(Point-based annotation data)
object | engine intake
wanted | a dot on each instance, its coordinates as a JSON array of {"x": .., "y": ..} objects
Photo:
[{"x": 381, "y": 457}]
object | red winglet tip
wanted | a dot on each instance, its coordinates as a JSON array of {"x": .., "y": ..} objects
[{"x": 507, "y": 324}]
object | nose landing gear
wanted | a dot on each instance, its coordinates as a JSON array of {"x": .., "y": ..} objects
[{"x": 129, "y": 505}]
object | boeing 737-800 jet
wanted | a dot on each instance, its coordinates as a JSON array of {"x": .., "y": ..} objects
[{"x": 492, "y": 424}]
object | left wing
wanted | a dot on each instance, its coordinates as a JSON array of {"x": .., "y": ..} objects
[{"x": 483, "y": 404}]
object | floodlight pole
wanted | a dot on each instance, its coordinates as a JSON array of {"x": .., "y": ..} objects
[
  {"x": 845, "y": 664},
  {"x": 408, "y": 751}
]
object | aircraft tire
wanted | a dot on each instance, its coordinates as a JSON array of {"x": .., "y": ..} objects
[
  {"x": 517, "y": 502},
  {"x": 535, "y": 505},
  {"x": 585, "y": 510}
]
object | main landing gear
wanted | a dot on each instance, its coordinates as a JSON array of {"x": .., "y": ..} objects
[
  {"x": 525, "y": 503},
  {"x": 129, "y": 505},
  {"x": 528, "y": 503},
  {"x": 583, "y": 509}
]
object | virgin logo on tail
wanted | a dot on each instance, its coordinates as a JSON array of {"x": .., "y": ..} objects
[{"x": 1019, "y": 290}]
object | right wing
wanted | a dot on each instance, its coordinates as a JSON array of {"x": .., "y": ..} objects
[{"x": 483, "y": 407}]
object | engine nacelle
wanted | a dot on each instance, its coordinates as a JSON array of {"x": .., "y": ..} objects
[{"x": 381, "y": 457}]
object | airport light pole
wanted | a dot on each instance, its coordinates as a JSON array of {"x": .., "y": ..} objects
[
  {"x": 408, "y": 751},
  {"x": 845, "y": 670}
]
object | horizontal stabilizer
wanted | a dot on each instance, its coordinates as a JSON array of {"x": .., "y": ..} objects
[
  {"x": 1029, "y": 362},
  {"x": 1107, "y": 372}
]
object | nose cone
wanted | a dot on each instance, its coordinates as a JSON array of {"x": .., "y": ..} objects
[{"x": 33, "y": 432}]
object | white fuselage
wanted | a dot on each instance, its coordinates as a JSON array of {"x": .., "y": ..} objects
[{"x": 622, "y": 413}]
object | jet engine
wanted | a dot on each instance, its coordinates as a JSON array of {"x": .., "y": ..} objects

*Your instructions*
Please copy the material from the line containing "object | horizontal stabilizer" through its final line, substituting "point" for "dot" and leaving everything else as it is.

*Result below*
object | horizontal stabilizer
wanted | a point on each instance, its coordinates as a JSON array of {"x": .., "y": ..} objects
[
  {"x": 1029, "y": 362},
  {"x": 1107, "y": 372}
]
object | nose cone
wanted | a point on each instance, its coordinates as a JSON array of {"x": .., "y": ..} objects
[{"x": 33, "y": 432}]
object | white fuselage
wanted | a point on each instance, its coordinates as a JSON array of {"x": .., "y": ..} objects
[{"x": 622, "y": 413}]
object | jet engine
wanted | a point on each instance, its coordinates as a JSON array of {"x": .., "y": ..} objects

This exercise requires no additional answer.